"""

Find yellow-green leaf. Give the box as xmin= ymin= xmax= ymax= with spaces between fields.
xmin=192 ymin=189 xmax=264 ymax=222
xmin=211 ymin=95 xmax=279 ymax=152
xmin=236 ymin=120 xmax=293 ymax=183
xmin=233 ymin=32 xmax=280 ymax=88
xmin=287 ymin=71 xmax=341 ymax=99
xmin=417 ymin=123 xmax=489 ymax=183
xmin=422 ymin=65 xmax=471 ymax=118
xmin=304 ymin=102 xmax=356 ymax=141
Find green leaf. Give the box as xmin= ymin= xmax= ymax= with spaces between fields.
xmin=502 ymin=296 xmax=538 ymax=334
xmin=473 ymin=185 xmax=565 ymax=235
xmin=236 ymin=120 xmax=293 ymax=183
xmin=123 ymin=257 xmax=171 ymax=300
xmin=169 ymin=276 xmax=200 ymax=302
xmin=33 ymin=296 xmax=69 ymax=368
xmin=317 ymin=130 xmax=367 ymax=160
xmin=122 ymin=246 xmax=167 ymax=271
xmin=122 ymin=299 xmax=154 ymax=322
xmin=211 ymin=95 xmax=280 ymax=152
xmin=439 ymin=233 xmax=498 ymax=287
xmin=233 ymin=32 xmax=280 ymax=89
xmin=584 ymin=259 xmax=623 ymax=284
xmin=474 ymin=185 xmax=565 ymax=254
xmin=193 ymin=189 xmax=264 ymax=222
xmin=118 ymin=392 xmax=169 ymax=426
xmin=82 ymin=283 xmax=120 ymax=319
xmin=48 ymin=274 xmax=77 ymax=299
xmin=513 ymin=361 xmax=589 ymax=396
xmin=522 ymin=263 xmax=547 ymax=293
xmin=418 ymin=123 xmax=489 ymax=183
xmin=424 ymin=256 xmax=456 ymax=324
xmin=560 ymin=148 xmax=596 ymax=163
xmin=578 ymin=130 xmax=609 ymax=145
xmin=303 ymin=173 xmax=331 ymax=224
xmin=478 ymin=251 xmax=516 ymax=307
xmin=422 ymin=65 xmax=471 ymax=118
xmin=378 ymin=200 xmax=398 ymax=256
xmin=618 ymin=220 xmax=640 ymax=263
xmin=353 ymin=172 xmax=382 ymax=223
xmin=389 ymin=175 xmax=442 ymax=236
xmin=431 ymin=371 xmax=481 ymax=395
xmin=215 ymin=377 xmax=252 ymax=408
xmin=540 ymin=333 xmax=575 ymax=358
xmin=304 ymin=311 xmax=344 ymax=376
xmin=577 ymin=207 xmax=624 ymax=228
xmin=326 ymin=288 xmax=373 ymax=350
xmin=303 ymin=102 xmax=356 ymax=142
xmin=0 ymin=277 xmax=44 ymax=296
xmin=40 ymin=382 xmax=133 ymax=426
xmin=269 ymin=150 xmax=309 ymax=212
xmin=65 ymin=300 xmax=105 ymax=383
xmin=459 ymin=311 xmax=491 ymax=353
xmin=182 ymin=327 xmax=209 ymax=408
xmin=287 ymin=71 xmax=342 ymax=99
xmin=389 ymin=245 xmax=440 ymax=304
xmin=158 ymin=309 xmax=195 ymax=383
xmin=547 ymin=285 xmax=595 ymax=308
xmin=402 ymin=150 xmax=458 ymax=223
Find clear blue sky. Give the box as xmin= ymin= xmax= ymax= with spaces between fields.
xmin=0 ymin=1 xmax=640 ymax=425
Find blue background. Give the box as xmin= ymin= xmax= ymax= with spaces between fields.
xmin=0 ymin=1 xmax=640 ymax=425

"""

§ **SHORT PROBLEM**
Reproduce the records verbatim from their opening line through the line containing "xmin=326 ymin=288 xmax=373 ymax=350", including both of those lines.

§ **CORRECT RESPONSE**
Find yellow-green leaf. Give the box as xmin= ymin= xmax= ymax= with spaces between fields.
xmin=192 ymin=189 xmax=264 ymax=222
xmin=211 ymin=95 xmax=279 ymax=152
xmin=236 ymin=120 xmax=293 ymax=183
xmin=233 ymin=32 xmax=280 ymax=88
xmin=287 ymin=71 xmax=341 ymax=99
xmin=417 ymin=123 xmax=489 ymax=183
xmin=422 ymin=65 xmax=471 ymax=118
xmin=304 ymin=102 xmax=356 ymax=141
Find green leaf. Give the box as xmin= ymin= xmax= ymax= with spaces between fields.
xmin=502 ymin=296 xmax=538 ymax=334
xmin=473 ymin=185 xmax=565 ymax=235
xmin=236 ymin=120 xmax=293 ymax=183
xmin=123 ymin=257 xmax=171 ymax=300
xmin=169 ymin=276 xmax=200 ymax=302
xmin=33 ymin=296 xmax=69 ymax=368
xmin=317 ymin=130 xmax=367 ymax=160
xmin=122 ymin=246 xmax=167 ymax=271
xmin=122 ymin=299 xmax=154 ymax=322
xmin=211 ymin=95 xmax=280 ymax=152
xmin=439 ymin=233 xmax=498 ymax=287
xmin=233 ymin=32 xmax=280 ymax=89
xmin=584 ymin=259 xmax=623 ymax=284
xmin=474 ymin=185 xmax=565 ymax=254
xmin=193 ymin=189 xmax=264 ymax=222
xmin=118 ymin=392 xmax=169 ymax=426
xmin=82 ymin=283 xmax=120 ymax=319
xmin=48 ymin=274 xmax=77 ymax=299
xmin=513 ymin=361 xmax=589 ymax=396
xmin=522 ymin=263 xmax=547 ymax=293
xmin=418 ymin=123 xmax=489 ymax=183
xmin=424 ymin=256 xmax=456 ymax=324
xmin=560 ymin=148 xmax=596 ymax=163
xmin=578 ymin=130 xmax=609 ymax=145
xmin=303 ymin=173 xmax=331 ymax=224
xmin=478 ymin=251 xmax=516 ymax=307
xmin=422 ymin=65 xmax=471 ymax=118
xmin=378 ymin=200 xmax=398 ymax=256
xmin=618 ymin=220 xmax=640 ymax=263
xmin=353 ymin=172 xmax=382 ymax=223
xmin=389 ymin=175 xmax=442 ymax=236
xmin=431 ymin=371 xmax=481 ymax=395
xmin=215 ymin=377 xmax=252 ymax=408
xmin=540 ymin=333 xmax=575 ymax=358
xmin=304 ymin=311 xmax=344 ymax=376
xmin=577 ymin=207 xmax=624 ymax=228
xmin=326 ymin=288 xmax=373 ymax=350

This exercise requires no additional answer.